Passage provided:
━━━━━━━━

So example, it's a simple process of employee onboarding. Today, everybody's working in a remote world and there are thousands of employees joining an organization on the day one or from the one month there are so any small queries, Hey, what is the holiday list for my company? What is the holiday plan for my company? What different benefits do I have as a travel plan, what different health benefits I'm having, what is covered in my health benefits are dental insurance covered. So there can be a number of queries. Now you can give me a big document to read very difficultly. It's not really convenient. If you ask me to write an email to someone, if I'm not going to get a response from my new buddy in the company, it's very difficult. So if you can have a chatbot. An AI chatbot, which is nowadays very famous. And if the chatbot helps me to answer simple questions, I would always be more satisfied. So it's a personal touch on something which I require, and somebody is responding to me very quickly if that's going to give an amazing employee onboarding experience in the first one month. That's going to be super cool. At least small, small queries are getting addressed.
Now you're saying for giving amazing onboarding experience to my employees at a scale right around the world, rather than having something kind of a call center, where they call someone and a lot of commission may not go healthy, can have a chatbot where personalized, immediate help is available. Now that's like, you're digitizing some process, at the same time you're doing at scale and you are providing more personal touches to your employees. And this is one example. I would say another example can be from the skill perspective. An employer is learning something on his own, what is a way if I learn some particular skill on my own, how do I go and tell in my company that I know this, that I'm certified on this, give me an opportunity for internal mobility. Now, if there is an internal mobility portal available, and if there is a different job, internal job opportunities, and if I learn a particular skill. And if there's a mechanism done, when if I can prove that I know a new skill, a company can recommend me an internal job, then you are promoting internal mobility in a company amazingly.
Now all these things you cannot do without digitizing, or without using technology. You have to think, what can I provide employees? Some more happy moments better comfort within the organization. So do that, what does digitization have to do. And then you'll always feel digitization is following the steps of being more human and not being the opposite of your job.

━━━━━━━━

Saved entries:
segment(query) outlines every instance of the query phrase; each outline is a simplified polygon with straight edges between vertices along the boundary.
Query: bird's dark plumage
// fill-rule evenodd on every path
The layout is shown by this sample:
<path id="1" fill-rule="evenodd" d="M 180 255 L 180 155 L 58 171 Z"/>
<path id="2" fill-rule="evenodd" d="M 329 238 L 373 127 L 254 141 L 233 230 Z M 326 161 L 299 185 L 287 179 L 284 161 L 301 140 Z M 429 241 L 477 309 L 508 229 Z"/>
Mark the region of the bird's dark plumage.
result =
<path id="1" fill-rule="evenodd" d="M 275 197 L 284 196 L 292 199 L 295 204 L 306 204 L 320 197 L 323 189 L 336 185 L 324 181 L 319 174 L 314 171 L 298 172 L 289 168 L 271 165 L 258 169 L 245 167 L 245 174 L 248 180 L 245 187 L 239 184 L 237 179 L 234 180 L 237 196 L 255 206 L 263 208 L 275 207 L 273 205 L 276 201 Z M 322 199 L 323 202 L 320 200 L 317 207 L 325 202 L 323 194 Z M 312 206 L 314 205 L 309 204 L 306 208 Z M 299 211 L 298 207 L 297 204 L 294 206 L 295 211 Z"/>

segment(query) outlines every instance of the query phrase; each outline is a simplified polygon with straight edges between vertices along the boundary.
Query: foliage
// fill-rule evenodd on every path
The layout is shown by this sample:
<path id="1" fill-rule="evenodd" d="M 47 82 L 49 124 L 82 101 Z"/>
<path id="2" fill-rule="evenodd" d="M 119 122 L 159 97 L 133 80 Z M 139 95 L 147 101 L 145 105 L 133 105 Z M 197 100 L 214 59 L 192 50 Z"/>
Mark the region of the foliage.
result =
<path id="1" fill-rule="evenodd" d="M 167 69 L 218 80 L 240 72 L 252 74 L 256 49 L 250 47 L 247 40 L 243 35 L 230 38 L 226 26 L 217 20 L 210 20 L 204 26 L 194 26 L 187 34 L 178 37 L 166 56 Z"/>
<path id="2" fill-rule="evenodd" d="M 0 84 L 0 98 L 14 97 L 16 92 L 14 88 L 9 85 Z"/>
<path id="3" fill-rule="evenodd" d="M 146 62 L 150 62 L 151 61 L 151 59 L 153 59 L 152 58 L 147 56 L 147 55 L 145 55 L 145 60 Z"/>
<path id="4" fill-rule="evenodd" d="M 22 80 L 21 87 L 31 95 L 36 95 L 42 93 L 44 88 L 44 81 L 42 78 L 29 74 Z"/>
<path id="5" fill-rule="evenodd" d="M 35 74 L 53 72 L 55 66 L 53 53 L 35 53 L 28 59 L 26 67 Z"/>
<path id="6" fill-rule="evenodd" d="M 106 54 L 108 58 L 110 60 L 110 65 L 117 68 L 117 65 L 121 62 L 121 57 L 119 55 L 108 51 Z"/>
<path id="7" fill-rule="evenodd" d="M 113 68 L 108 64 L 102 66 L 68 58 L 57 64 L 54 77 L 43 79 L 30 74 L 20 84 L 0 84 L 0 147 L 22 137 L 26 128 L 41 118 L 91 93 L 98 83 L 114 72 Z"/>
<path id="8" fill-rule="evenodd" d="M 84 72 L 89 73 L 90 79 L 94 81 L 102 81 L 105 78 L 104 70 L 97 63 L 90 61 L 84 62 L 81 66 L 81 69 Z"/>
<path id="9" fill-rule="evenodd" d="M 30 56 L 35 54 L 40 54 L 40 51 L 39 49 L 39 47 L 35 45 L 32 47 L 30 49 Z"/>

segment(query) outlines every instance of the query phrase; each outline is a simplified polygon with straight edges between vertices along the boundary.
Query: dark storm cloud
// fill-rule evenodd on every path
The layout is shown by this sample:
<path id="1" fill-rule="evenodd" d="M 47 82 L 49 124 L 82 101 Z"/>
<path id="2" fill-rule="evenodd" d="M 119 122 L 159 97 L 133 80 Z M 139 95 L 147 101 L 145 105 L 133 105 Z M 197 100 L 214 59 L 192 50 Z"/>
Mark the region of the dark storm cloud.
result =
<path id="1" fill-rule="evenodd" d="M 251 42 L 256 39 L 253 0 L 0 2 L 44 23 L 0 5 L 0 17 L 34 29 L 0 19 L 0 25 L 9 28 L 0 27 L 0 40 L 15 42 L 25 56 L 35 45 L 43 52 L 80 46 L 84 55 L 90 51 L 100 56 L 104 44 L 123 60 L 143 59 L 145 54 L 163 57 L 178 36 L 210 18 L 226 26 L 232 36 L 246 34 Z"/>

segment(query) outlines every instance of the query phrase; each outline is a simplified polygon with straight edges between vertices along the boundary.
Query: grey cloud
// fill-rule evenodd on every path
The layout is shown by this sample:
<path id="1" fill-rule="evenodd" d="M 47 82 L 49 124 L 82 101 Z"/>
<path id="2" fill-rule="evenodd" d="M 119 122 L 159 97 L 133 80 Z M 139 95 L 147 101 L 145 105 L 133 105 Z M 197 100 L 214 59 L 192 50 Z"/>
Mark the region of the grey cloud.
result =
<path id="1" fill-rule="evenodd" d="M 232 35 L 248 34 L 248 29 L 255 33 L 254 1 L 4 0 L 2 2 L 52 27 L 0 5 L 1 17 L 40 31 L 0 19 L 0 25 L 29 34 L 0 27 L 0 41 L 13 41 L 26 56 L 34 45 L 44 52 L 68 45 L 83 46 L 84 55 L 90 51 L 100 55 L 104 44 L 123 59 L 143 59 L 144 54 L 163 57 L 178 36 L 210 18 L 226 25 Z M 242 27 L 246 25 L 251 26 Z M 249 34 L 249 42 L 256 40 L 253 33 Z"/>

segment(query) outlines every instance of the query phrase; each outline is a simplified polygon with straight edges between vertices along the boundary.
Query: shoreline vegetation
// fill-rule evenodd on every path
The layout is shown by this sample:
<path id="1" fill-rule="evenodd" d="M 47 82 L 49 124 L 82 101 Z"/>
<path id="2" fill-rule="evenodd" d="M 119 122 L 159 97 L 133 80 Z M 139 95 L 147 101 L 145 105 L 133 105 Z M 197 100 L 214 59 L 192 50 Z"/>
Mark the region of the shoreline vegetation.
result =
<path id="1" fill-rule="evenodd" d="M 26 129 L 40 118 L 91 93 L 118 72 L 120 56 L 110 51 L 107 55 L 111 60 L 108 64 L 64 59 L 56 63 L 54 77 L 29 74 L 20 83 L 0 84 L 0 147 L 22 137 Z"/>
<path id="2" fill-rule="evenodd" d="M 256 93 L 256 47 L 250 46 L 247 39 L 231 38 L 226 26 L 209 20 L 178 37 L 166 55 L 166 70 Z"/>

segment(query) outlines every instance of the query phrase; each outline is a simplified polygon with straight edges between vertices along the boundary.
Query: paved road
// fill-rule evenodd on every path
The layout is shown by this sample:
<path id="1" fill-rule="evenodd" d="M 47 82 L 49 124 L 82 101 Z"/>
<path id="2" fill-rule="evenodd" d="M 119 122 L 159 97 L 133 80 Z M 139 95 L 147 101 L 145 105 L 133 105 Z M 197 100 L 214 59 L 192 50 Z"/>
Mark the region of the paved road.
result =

━━━━━━━━

Task list:
[A] In the passage on digitizing employee experience, what tool is proposed for answering new employees' simple questions during onboarding?
[B] Continue the passage on digitizing employee experience from its last sentence.

Results in order:
[A] An AI chatbot.

[B]
Pranav - I think that's brilliant. There is one quote, by some spiritual leader and again, I'm paraphrasing here, but he said that if you give a knife to a thief, then that knife is a bad thing. But if you give the same knife to a surgeon, who's actually using it for the good, so I could relate that quote to this because what they're essentially saying is that we need to remove that lens of good or bad, or good versus evil, technology is or digitalization is a tool and we can use it for good, or we can misuse it and make the whole process extremely, devoid of humanity or make it extremely robotic. I think that distinction is quite brilliant, so thank you for that.
I think maybe, we should talk a little bit about maybe, so let's, lay down a scenario, let's say that, you know, someone listens to this podcast, let's say he could be someone who is a VP of L&D, or maybe he's a manager, who's on the ground and doing these things. So, you know, when he hears Pranav and Sujit talking about, bringing more humanity, the next question that they might have is what are the avenues where I could actually bring this humanity? You have touched upon that a little bit in parts, you spoke about gamification, you spoke about chatbot.
So how to think about this strategically, how do I, as an L&D professional take what is teaching me and apply it to what I am going to do tomorrow? Where do I actually start?
Sujit - So I would say that one easiest thing should be to take down a list of tasks, which as a department as a learning and development department, you do throughout the year. Maybe I can also create a checklist and share with you every weekend, put it with this podcast. And the list, and with that list, you have to think, okay, for this every task which the learning and development department does in a particular quarter, what things, it would really relate to being more human, or give a more personalized experience.
So the same task you say, have to kind of being more human and give a better experience and you challenge yourself. And then when you say, I have to do this with a better experience to my employees. How can I do it? Do I deploy more people, that's one solution. Can I use some digital tools, that's another solution, And I guess once you do this exercise, you will get to know what all 10 things you're doing. If you have to do it in a different way, or you have to get a better ROI of this. Maybe you'll have to automate this with some kind of technology.
It can be, I've heard about a tool called a degree, It's LMS, which talks about a recommended bite-size learning. Can that be a solution? Having E-learning courses for my employees across the spectrum. There are so many E-Learning companies, Like a site or a U dummy, or I would say LinkedIn learning. And today Microsoft has got something called Microsoft UI learning. So can that be utilized? For employees to measure their knowledge, in a gamified way of some skill assessment tools. One of them is like an IMO, can that be utilized?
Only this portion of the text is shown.